### PROBLEMS TO WORK ON
A) Translate into French this sentence from the Abbotsford passage: "The holders had no voting rights."
B) According to the Abbotsford passage, at what rate did the preference shares entitle their holders to a preferential dividend?
C) Extend the Abbotsford passage from where it stops.

Abbotsford remained a private company. It was therefore subject to Div. 7 tax unless it made the necessary distribution of profits; the five operating companies were in the same situation.
On 28th June, Abbotsford allotted to Panjara ten non-voting redeemable preference shares. The Articles of Association of Abbotsford were not put in evidence, but a copy of a special resolution passed on 21st June 1968 was tendered; and from this it appears that non-cumulative participating preference shares conferred on the holders the right to a preferential dividend at the rate of 7% per annum and the right to such further preferential dividend in priority to all other shares as might be declared by the company. The holders had no voting rights. The shares might be redeemed on a resolution of the Board of Directors on seven days notice in writing of the intention to redeem.
On the same day, each of the five operating companies declared dividends to Abbotsford as follows: -
National Springs $31,242.00 National Beds $25,102.00 National Manufacturing $44,882.00 National Nail $44,288.00 Tarcoola $4,278.00 ------------ $149,792.00
On the same day, Abbotsford declared an interim dividend to Panjara on the ten preference shares, of $170,200.00. The dividends declared by the operating companies and the dividend declared by Abbotsford were paid by journal entries in the books of the companies, crediting the relevant amounts to a loan account in the name of the shareholder; on 28th June, Panjara had agreed to lend Abbotsford $170,200.00 repayable on demand. Appropriate journal entries were made in the books of each of the companies.
In the result, it appears that the purpose of the taxpayer had been achieved; the funds of the companies were retained by them for their use. The taxpayer states that income tax returns for the year ended 30th June 1968 were lodged by all the companies and by the taxpayer and his wife on the basis of the transactions which had taken place and that assessments were issued in conformity with the returns.

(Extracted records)
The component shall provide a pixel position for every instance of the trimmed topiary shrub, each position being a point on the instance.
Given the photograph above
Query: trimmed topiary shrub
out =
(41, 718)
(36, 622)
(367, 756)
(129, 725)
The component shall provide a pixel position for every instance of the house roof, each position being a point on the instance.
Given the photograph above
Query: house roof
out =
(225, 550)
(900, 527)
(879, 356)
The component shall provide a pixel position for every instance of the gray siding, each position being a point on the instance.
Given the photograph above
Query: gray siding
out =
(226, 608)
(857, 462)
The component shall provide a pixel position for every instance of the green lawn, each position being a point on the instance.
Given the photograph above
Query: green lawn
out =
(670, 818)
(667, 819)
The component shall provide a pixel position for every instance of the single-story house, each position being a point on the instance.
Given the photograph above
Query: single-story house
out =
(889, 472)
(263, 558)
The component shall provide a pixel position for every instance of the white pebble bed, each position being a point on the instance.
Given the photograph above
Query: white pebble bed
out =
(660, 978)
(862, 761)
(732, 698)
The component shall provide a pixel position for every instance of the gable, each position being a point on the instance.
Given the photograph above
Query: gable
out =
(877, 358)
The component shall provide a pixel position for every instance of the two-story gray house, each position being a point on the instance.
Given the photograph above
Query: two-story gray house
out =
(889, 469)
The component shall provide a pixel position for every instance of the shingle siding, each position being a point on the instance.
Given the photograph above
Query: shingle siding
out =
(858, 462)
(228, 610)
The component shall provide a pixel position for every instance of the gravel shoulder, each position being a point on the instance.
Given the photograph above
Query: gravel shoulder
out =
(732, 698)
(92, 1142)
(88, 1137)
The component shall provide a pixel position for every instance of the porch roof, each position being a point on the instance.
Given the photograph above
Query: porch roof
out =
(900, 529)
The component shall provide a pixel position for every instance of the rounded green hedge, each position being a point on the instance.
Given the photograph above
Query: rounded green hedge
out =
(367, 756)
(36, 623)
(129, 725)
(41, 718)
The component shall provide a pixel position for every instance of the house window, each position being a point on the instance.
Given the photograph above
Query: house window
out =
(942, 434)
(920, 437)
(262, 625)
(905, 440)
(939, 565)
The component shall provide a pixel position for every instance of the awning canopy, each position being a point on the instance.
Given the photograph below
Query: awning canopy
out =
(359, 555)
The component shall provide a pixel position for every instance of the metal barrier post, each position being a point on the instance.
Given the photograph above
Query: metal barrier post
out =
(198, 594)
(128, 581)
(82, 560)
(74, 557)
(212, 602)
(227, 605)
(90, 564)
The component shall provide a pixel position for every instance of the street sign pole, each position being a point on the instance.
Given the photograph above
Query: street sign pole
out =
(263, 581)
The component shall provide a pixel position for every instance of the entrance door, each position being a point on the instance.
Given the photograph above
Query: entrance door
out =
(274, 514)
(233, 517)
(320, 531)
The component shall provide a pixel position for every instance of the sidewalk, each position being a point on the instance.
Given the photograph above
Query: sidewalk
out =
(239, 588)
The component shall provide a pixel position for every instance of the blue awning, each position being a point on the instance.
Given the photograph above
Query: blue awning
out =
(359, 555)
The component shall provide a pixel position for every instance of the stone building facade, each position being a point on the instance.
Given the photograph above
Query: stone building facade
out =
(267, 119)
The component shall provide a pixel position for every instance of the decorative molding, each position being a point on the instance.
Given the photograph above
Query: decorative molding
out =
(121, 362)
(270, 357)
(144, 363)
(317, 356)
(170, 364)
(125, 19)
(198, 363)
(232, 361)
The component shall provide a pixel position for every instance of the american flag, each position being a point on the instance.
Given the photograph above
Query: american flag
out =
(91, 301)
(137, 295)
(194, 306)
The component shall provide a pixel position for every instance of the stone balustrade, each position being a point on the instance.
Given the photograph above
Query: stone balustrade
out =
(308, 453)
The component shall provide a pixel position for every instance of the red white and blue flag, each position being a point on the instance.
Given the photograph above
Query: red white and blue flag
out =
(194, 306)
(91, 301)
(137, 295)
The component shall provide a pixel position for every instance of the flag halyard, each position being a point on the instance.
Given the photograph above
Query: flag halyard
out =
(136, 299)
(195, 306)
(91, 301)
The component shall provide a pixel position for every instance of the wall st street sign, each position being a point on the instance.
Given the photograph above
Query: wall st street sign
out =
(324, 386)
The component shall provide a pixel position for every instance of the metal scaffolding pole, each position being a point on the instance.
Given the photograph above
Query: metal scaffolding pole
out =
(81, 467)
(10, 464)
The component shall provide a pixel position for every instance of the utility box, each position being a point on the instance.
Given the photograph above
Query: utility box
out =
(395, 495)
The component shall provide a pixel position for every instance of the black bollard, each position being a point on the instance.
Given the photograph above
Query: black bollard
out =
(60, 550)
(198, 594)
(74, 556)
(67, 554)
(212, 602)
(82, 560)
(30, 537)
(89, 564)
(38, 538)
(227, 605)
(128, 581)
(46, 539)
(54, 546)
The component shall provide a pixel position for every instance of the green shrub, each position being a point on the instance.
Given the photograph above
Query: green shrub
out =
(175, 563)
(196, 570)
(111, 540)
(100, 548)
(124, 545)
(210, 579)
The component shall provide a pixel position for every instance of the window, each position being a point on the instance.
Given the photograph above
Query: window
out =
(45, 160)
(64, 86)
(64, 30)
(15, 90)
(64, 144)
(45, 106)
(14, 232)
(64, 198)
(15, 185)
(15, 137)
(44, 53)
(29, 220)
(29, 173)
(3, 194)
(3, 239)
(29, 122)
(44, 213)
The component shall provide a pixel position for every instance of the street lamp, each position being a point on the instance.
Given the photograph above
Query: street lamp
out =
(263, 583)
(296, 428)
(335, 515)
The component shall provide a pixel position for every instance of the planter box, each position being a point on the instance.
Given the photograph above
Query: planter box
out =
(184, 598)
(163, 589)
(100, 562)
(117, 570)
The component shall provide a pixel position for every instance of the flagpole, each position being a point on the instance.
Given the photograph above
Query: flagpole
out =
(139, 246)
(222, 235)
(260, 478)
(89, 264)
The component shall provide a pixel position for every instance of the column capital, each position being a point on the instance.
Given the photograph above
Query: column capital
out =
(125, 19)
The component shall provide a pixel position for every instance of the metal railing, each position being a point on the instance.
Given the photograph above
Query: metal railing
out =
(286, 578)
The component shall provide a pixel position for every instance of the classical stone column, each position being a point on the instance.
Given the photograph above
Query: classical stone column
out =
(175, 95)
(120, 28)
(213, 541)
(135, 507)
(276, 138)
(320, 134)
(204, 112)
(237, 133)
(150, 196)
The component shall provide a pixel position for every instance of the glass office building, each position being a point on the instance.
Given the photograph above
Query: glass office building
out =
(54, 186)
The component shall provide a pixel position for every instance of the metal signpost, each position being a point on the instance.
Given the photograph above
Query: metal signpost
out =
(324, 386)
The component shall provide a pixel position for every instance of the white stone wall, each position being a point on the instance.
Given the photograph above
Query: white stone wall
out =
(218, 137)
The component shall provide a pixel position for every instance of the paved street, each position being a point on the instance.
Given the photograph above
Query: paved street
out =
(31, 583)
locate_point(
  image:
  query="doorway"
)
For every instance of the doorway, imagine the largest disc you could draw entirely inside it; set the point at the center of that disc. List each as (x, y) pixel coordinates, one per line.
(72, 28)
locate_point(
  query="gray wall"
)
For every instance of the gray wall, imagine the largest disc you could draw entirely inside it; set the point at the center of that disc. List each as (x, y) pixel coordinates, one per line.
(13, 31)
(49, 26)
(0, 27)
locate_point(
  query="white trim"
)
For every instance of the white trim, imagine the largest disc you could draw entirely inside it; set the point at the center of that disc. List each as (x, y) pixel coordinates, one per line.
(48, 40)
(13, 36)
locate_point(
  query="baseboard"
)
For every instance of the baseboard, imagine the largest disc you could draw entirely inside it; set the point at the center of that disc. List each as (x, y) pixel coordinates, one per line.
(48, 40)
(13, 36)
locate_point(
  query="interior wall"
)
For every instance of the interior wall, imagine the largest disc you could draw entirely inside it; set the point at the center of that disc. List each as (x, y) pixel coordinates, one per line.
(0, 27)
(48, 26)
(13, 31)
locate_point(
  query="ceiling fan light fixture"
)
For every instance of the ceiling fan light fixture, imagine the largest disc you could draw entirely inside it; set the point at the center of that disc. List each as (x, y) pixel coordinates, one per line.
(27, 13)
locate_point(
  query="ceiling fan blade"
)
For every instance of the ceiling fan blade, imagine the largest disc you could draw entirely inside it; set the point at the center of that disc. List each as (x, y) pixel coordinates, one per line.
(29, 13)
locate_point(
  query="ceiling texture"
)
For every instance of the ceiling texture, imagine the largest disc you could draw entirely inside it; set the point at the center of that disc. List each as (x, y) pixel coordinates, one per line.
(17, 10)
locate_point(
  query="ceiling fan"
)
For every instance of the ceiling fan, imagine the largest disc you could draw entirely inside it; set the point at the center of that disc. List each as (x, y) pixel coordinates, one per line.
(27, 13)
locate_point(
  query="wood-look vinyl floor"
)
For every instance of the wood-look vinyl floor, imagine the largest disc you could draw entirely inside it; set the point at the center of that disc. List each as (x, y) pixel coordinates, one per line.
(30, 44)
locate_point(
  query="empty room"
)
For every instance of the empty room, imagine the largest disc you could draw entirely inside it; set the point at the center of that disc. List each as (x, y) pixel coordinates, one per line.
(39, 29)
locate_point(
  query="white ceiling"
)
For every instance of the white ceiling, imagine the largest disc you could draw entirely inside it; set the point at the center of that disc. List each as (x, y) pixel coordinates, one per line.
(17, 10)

### THE REPLIES
A) Les détenteurs n'avaient aucun droit de vote.

B) 7% per annum.

C)
On 10th April 1969, a Mr. D.P. O'Shea spoke to the taxpayer on the telephone. As a result of this conversation, the taxpayer says that he believed that the Deputy Commissioner of Taxation in New South Wales was disallowing, under sec. 46 of the Income Tax Assessment Act, rebates on dividends received by companies like Panjara; that Mr. O'Shea offered to purchase his shares and those of his wife in Panjara - in substance the whole of the shares - ``at a discount of $2,000 from their asset backing values''. He says he did not wish to become involved in litigation with the Commissioner if he should choose to disallow the rebate and decided to sell his shares to O'Shea and to advise his wife (who, he knew, would accept his advice), to do likewise.
He subsequently received a letter dated 15th April 1969 from Stratford Holdings Pty. Ltd. I do not understand why this letter was sent; Mr. Offner obviously had all the information it contained already.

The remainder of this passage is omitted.